- Prompt
Present the lines below as a numbered list, omitting any blank lines.

- Supplied material
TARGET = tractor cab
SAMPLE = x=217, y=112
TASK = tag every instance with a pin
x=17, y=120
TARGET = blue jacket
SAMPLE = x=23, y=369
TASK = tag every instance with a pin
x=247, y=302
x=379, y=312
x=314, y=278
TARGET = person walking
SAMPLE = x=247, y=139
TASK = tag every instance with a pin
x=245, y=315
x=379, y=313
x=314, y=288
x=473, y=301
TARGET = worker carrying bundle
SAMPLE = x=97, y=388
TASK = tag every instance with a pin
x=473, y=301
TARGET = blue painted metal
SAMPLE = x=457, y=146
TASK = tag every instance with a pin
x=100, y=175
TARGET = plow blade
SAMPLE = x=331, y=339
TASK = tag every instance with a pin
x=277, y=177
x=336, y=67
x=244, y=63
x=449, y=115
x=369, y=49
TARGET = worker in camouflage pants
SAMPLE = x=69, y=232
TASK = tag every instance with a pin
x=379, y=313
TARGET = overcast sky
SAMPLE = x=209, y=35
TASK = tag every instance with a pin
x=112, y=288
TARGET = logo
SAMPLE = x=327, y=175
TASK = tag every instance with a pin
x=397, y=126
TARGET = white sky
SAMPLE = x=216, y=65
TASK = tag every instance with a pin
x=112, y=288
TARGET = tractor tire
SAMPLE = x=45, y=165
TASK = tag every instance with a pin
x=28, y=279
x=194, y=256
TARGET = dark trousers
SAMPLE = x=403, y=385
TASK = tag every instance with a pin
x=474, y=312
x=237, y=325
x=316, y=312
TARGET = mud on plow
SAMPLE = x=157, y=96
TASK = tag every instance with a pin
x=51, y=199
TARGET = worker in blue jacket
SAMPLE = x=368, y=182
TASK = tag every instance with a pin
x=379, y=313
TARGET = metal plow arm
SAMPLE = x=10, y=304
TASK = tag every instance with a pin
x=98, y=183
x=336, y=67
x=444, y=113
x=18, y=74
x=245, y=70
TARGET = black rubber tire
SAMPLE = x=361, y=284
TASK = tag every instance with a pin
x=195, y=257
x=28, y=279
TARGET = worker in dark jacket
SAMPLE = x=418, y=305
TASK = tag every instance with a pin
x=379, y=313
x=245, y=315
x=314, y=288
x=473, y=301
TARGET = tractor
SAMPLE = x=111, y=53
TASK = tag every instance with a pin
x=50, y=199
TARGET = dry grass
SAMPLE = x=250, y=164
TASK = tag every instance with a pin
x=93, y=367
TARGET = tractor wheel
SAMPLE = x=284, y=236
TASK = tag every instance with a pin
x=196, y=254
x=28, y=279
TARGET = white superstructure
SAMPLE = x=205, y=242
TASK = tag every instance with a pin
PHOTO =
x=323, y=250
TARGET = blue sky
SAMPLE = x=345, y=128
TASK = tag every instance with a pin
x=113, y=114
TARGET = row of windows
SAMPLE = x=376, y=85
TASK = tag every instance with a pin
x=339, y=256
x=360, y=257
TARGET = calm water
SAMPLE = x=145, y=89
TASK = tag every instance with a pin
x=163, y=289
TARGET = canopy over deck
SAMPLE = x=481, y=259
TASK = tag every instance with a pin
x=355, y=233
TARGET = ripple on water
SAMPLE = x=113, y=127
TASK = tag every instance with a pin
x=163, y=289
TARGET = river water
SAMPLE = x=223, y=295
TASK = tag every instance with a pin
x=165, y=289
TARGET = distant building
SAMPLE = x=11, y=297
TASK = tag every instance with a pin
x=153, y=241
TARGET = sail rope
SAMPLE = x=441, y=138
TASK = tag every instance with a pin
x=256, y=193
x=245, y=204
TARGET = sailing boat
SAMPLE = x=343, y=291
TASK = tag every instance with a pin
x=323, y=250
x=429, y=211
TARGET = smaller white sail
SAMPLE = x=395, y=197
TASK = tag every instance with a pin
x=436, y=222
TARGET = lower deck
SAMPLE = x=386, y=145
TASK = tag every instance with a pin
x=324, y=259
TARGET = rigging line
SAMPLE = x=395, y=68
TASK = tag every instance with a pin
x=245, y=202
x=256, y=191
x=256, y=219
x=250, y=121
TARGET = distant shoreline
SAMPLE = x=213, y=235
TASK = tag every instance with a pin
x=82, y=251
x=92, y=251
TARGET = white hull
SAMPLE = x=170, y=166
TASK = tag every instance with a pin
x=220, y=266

- Worked answer
1. TARGET = tractor cab
2. SAMPLE = x=217, y=112
3. TASK = tag every instance with a pin
4. x=17, y=120
5. TARGET = blue jacket
6. SAMPLE = x=23, y=369
7. TASK = tag every instance with a pin
8. x=247, y=302
9. x=379, y=312
10. x=314, y=278
11. TARGET = person walking
12. SAMPLE = x=247, y=139
13. TASK = tag every instance with a pin
14. x=245, y=315
15. x=379, y=313
16. x=314, y=288
17. x=473, y=301
18. TARGET = worker carrying bundle
19. SAMPLE = x=97, y=388
20. TASK = tag every instance with a pin
21. x=473, y=301
22. TARGET = blue painted metal
23. SAMPLE = x=457, y=146
24. TASK = tag every instance with a pin
25. x=100, y=175
26. TARGET = plow blade
27. SAMPLE = x=331, y=339
28. TASK = tag every instance with a pin
29. x=277, y=177
30. x=336, y=67
31. x=244, y=63
32. x=449, y=115
33. x=369, y=49
34. TARGET = worker in camouflage pants
35. SAMPLE = x=69, y=232
36. TASK = tag every instance with a pin
37. x=379, y=313
38. TARGET = overcast sky
39. SAMPLE = x=209, y=35
40. TASK = tag every instance with a pin
41. x=112, y=288
42. TARGET = logo
43. SAMPLE = x=327, y=175
44. TASK = tag every instance with a pin
45. x=397, y=126
46. TARGET = white sky
47. SAMPLE = x=216, y=65
48. TASK = tag every instance with a pin
49. x=112, y=288
50. TARGET = tractor tire
51. SAMPLE = x=45, y=165
52. TASK = tag every instance with a pin
53. x=28, y=279
54. x=194, y=256
55. TARGET = dark trousers
56. SAMPLE = x=403, y=385
57. TASK = tag every instance with a pin
58. x=474, y=312
59. x=237, y=325
60. x=316, y=312
61. TARGET = mud on plow
62. SAMPLE = x=157, y=96
63. TASK = tag every instance with a pin
64. x=51, y=199
65. TARGET = worker in blue jacket
66. SAMPLE = x=368, y=182
67. TASK = tag every instance with a pin
68. x=379, y=313
69. TARGET = metal plow arm
70. SAMPLE = x=10, y=304
71. TASK = tag every instance with a pin
72. x=98, y=183
73. x=336, y=67
74. x=444, y=113
75. x=18, y=74
76. x=245, y=70
77. TARGET = black rubber tire
78. SAMPLE = x=361, y=284
79. TASK = tag every instance with a pin
80. x=195, y=257
81. x=28, y=279
82. TARGET = worker in dark jacket
83. SAMPLE = x=418, y=305
84. TASK = tag every instance with a pin
85. x=379, y=313
86. x=245, y=315
87. x=314, y=288
88. x=473, y=301
89. TARGET = tractor
90. SAMPLE = x=111, y=53
91. TASK = tag every instance with a pin
92. x=50, y=199
93. TARGET = dry grass
94. SAMPLE = x=250, y=164
95. TASK = tag every instance with a pin
96. x=93, y=367
97. TARGET = tractor wheel
98. SAMPLE = x=284, y=236
99. TASK = tag every instance with a pin
100. x=196, y=254
101. x=28, y=279
102. TARGET = white superstructure
103. SAMPLE = x=205, y=242
104. TASK = tag every instance with a pin
105. PHOTO =
106. x=323, y=250
107. TARGET = blue sky
108. SAMPLE = x=345, y=128
109. TASK = tag every instance with a pin
110. x=113, y=114
111. TARGET = row of windows
112. SAMPLE = x=376, y=85
113. TASK = tag every instance with a pin
114. x=339, y=256
115. x=360, y=257
116. TARGET = calm water
117. SAMPLE = x=145, y=89
118. TASK = tag every instance with a pin
119. x=163, y=289
120. TARGET = canopy over deck
121. SAMPLE = x=481, y=259
122. TASK = tag every instance with a pin
123. x=355, y=233
124. TARGET = ripple on water
125. SAMPLE = x=113, y=127
126. TASK = tag every instance with a pin
127. x=163, y=289
128. TARGET = river water
129. SAMPLE = x=223, y=295
130. TASK = tag every instance with a pin
131. x=165, y=289
132. TARGET = distant building
133. SAMPLE = x=11, y=297
134. TASK = tag every instance with a pin
135. x=153, y=241
136. TARGET = sail rope
137. SAMPLE = x=441, y=138
138. TASK = tag every instance with a pin
139. x=256, y=193
140. x=245, y=204
141. TARGET = sailing boat
142. SAMPLE = x=343, y=291
143. TASK = tag every instance with a pin
144. x=323, y=250
145. x=429, y=211
146. TARGET = smaller white sail
147. SAMPLE = x=395, y=197
148. TASK = tag every instance with a pin
149. x=436, y=222
150. TARGET = lower deck
151. SAMPLE = x=386, y=145
152. TASK = tag every instance with a pin
153. x=324, y=259
154. TARGET = rigging line
155. SAMPLE = x=395, y=68
156. TASK = tag every instance with a pin
157. x=245, y=202
158. x=256, y=191
159. x=256, y=219
160. x=250, y=121
161. TARGET = distant shoreline
162. SAMPLE = x=213, y=235
163. TASK = tag every instance with a pin
164. x=82, y=251
165. x=92, y=251
166. TARGET = white hull
167. SAMPLE = x=170, y=166
168. TASK = tag every instance with a pin
169. x=220, y=266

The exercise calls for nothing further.